▸ **Required action**
Restate the data below, keeping every line the same.

(Records from a data collection)
◇ ◇ ◇ ◇ ◇

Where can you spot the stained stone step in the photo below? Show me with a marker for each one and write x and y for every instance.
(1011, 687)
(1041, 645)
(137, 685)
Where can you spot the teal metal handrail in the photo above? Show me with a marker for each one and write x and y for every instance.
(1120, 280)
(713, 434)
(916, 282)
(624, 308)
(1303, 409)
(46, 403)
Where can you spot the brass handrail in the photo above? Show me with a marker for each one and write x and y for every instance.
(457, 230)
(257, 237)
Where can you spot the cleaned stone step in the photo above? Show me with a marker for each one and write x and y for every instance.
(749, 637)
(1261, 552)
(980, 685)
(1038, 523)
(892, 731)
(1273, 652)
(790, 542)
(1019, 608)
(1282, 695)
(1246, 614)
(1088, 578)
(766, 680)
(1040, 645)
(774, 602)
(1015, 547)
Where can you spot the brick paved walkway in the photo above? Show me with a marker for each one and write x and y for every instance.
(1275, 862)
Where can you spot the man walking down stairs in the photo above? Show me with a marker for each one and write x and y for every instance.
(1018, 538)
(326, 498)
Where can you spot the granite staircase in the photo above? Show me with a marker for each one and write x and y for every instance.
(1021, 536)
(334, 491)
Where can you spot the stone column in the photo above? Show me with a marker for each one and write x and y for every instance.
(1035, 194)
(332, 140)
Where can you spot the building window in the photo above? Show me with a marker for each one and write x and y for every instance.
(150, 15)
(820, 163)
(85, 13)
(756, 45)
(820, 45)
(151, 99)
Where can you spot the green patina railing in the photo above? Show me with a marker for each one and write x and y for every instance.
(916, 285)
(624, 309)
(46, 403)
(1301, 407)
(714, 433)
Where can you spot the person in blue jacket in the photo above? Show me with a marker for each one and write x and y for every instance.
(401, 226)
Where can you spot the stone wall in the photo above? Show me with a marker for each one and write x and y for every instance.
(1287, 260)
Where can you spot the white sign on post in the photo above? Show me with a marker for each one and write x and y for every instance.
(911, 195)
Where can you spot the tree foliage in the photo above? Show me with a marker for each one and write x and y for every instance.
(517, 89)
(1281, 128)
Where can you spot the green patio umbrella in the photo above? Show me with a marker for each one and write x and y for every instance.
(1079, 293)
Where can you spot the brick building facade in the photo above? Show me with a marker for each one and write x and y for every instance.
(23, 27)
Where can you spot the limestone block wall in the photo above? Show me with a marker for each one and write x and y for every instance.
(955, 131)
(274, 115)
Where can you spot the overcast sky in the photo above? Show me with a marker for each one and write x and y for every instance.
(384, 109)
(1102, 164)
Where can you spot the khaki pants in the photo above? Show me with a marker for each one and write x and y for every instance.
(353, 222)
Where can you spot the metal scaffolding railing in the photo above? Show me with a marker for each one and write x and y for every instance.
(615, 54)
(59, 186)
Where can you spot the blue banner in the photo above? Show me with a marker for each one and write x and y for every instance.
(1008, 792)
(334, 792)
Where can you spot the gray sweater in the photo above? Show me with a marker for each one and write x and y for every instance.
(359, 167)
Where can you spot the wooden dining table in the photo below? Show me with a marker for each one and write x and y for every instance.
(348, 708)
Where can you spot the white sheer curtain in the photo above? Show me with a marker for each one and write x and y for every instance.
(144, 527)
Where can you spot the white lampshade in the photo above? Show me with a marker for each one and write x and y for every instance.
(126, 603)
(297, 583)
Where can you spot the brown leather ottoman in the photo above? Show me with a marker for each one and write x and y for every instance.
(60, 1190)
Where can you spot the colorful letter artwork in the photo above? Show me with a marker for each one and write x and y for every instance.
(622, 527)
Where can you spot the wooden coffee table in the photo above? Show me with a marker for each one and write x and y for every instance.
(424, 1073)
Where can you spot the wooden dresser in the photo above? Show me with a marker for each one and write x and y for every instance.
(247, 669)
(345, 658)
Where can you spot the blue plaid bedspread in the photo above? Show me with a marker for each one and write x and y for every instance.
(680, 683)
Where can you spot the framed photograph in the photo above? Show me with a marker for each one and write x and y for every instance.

◇ ◇ ◇ ◇ ◇

▸ **Response area**
Where can you spot the stained stone step in the photo below? Show me with a marker for each one and write x and y for every instance.
(1011, 687)
(1041, 645)
(137, 685)
Where can you spot the teal metal handrail in the photo above? Show me with a marker for each one and write x and y for every instance.
(1120, 280)
(713, 434)
(916, 282)
(624, 308)
(1303, 409)
(46, 403)
Where can you spot the brass handrail in the photo above? Show me with a marker for each one and write x and y for every instance.
(457, 230)
(257, 237)
Where can you spot the cleaned stone step in the photo above? Show me with a marker for each one and write x and y for every instance.
(749, 637)
(1261, 552)
(980, 685)
(1038, 523)
(892, 731)
(1273, 652)
(790, 542)
(1019, 608)
(1282, 695)
(1246, 614)
(1088, 578)
(766, 680)
(1040, 645)
(774, 602)
(1015, 547)
Where can you spot the brick paved walkway in the photo above? Show me with a marker for each one and write x and y for every instance.
(1275, 862)
Where can you spot the man walking down stairs in the photo above? Show me with a marker for each one and write x and y for every instance.
(1018, 538)
(326, 498)
Where can you spot the granite staircase in the photo above? Show me with a marker for each one and write x and y for every instance.
(1021, 536)
(334, 491)
Where can you spot the stone column in the photo above? Show me with a marker for each one and write x and y for every instance.
(1035, 194)
(332, 140)
Where can you spot the building window in the photo above? Show me with a marker for each one and write x and y for every instance.
(150, 15)
(820, 163)
(85, 13)
(756, 45)
(820, 45)
(151, 99)
Where can you spot the green patina railing in the photo above? Show me with a marker for each one and write x and y for every instance.
(916, 285)
(624, 309)
(46, 403)
(1301, 407)
(714, 433)
Where can you spot the person in blue jacket in the photo above? Show me with a marker for each one and write x and y for every instance.
(401, 226)
Where can you spot the stone wall in the photo above? Show me with a marker for each one and write x and y for every instance.
(1287, 260)
Where can you spot the white sign on post in the photo above? Show me with a marker for each one and write x and y for every instance.
(911, 195)
Where can you spot the tree foliage in the photo above? Show me with a marker for each one and write x and y for every instance.
(517, 89)
(1281, 128)
Where can you spot the green patio umbrella in the photo above? Show me with a marker for each one and write x and y for every instance.
(1079, 293)
Where can you spot the brick building facade in the photo above? Show me with a marker for each one and write x and y for every instance.
(23, 27)
Where can you spot the limestone block wall in the photo above? Show me with a marker for each one and write x and y for every instance.
(955, 131)
(274, 115)
Where can you spot the overcast sky in the photo above? Show me with a marker for each one and write x and y for every instance.
(384, 109)
(1102, 164)
Where can you spot the khaki pants in the photo above? Show me with a marker for each one and write x and y for every instance.
(353, 222)
Where can you spot the metal scaffolding railing in the photo above? Show me with a marker for each one and write x and y for every instance.
(615, 54)
(59, 186)
Where can you spot the blue banner in the photo above? Show me with a marker for each one and write x and y for every instance.
(1008, 792)
(334, 792)
Where can you spot the gray sweater in the photo above? Show me with a marker for each one and write x and y for every instance.
(359, 167)
Where can you spot the wooden dining table in the photo below? Show me with a marker for each one and write x and y for every instance.
(348, 708)
Where can you spot the white sheer curtain in the photo above? Show me with a marker for each one and write x and y for every instance.
(144, 527)
Where can you spot the white lampshade in the photo above? Show me with a marker for each one and write x and y for every instance.
(126, 603)
(297, 583)
Where can you spot the brown leather ottoman in the photo above? Show me with a marker for each one and write x and y for every instance.
(60, 1190)
Where can you spot the colorful letter artwork in the photo above? Show me with a marker for each one and write x and y for every instance.
(622, 527)
Where can you spot the wooden coffee table in the photo above? Show me with a marker for each one and write x and y for every instance.
(424, 1073)
Where can you spot the wooden dresser in the photo above? Show me with a marker for each one and write x and y for every instance.
(247, 669)
(345, 658)
Where can you spot the blue plaid bedspread in the photo above? Show me with a marker for each one and write x and y for every instance.
(680, 683)
Where can you spot the framed photograph in the photo above? Show me with a marker for each one and write x and y for every instance.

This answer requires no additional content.